[Opening DOCUMENT TEXT section]
2014-06-17 Thread Kapil Thangavelu
On Tue, Jun 17, 2014 at 9:29 AM, John Meinel j...@arbash-meinel.com wrote:

 ...


  In a nutshell:
  - There will be a new hook, relation-address-changed, and a new tool
 called address-get.


 This seems less than ideal, we already have standards ways of getting
 this data and being notified of its change. introducing non-orthogonal ways
 of doing the same lacks value afaics or at least any rationale in the
 document.


 So maybe the spec isn't very clear, but the idea is that the new hook is
 called on the unit when *its* private address might have changed, to give
 it a chance to respond. After which, relation-changed is called on all
 the associated units to let them know that the address they need to connect
 to has changed.

 It would be possible to just roll relation-address-changed into config
 changed.


or another unit level change hook (unit-address-changed), again the
concerns are that we're changing the semantics of relation hooks to
something fundamentally different for this one case (every other relation
hook is called for a remote unit) and that we're doing potentially
redundant event expansion and hook queuing as opposed to
coalescing/executing the address set change directly at the unit scope
level.


 The reason it is called for each associated unit is because the network
 model means we can actually have different addresses (be connected on a
 different network) for different things related to me.

 e.g. I have a postgres charm related to application on network A, but
 related to my-statistics-aggregator on network B. The address it needs to
 give to application should be different than the address given to
 my-statistics-aggregator. And, I believe, the config in pg_hba.conf would
 actually be different.


thanks, that scenario would be useful to have in the spec doc. As long as
we're talking about unimplemented features guiding current bug fixes,
realistically there's quite a lot of software that only knows how to listen
on one address, so for network scoped relations to be more than advisory
would also need juju to perform some form of nftables/iptables mgmt. Its
feels a bit slippery that we'd be exposing the user to new concepts and
features that are half-finished and not backwards-compatible for proxy
charms as part of a imo critical bug fix.




 the two perspectives of addresses for self vs related also seem to be a
 bit muddled. a relation hook is called in notification of a remote unit
 change, but now we're introducing one that behaves in the opposite manner
 of every other, and we're calling it redundantly for every relation instead
 of once for the unit?


  - The hook will be called when the relation's address has changed, and
 the tool can be called to obtain the address. If the hook is not
 implemented, the private-address setting will be updated. Otherwise it is
 down to you to decide how you want to react to address changs (e.g. for
 proxy charms, probably just don't do anything.)
[Closing DOCUMENT TEXT section]
* [TASK TO CARRY OUT] Copy word for word the part of the address-change hook thread running from "the two perspectives" down to "don't do anything.)". Answer using only the thread on the address-change hook.
[Opening DATASET EXTRACT section]
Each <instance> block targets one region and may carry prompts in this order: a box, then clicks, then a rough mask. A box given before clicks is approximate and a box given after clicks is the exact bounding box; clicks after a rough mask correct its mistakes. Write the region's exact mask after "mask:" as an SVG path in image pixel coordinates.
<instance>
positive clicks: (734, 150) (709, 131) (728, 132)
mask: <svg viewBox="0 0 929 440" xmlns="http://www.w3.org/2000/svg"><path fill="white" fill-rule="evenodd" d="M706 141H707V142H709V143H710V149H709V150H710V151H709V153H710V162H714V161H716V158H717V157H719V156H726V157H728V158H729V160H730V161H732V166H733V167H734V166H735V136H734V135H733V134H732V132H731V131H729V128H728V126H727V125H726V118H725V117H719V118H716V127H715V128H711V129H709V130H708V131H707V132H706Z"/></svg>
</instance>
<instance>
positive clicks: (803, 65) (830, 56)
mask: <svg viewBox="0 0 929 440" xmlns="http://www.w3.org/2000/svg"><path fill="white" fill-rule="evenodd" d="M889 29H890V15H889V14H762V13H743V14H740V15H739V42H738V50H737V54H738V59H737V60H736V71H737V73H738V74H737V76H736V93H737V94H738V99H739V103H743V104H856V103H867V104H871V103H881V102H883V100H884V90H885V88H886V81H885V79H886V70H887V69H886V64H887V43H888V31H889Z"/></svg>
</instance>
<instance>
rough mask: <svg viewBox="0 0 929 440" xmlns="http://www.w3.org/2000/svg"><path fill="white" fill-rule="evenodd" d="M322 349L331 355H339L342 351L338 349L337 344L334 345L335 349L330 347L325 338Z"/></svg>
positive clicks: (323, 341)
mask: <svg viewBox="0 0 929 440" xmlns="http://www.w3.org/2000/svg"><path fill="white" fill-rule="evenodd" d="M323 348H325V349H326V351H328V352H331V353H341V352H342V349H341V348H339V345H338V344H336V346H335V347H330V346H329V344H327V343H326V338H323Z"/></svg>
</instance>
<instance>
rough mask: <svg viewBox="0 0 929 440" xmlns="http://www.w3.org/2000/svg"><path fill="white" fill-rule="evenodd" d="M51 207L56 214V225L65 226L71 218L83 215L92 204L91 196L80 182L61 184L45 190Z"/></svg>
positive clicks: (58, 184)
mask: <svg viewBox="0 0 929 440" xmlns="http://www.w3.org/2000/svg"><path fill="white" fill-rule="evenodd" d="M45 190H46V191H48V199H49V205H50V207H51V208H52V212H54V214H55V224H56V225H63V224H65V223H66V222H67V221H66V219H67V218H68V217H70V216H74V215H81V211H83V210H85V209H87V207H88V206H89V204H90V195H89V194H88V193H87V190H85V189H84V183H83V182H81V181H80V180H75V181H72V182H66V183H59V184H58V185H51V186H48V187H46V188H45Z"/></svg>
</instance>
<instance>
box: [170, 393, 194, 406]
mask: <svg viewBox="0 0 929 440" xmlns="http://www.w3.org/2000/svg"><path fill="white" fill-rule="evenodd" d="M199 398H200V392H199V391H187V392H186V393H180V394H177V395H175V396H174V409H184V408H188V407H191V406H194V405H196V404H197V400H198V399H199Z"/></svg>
[Closing DATASET EXTRACT section]
* [EXPECTED ANSWER]
the two perspectives of addresses for self vs related also seem to be a
 bit muddled. a relation hook is called in notification of a remote unit
 change, but now we're introducing one that behaves in the opposite manner
 of every other, and we're calling it redundantly for every relation instead
 of once for the unit?


  - The hook will be called when the relation's address has changed, and
 the tool can be called to obtain the address. If the hook is not
 implemented, the private-address setting will be updated. Otherwise it is
 down to you to decide how you want to react to address changs (e.g. for
 proxy charms, probably just don't do anything.)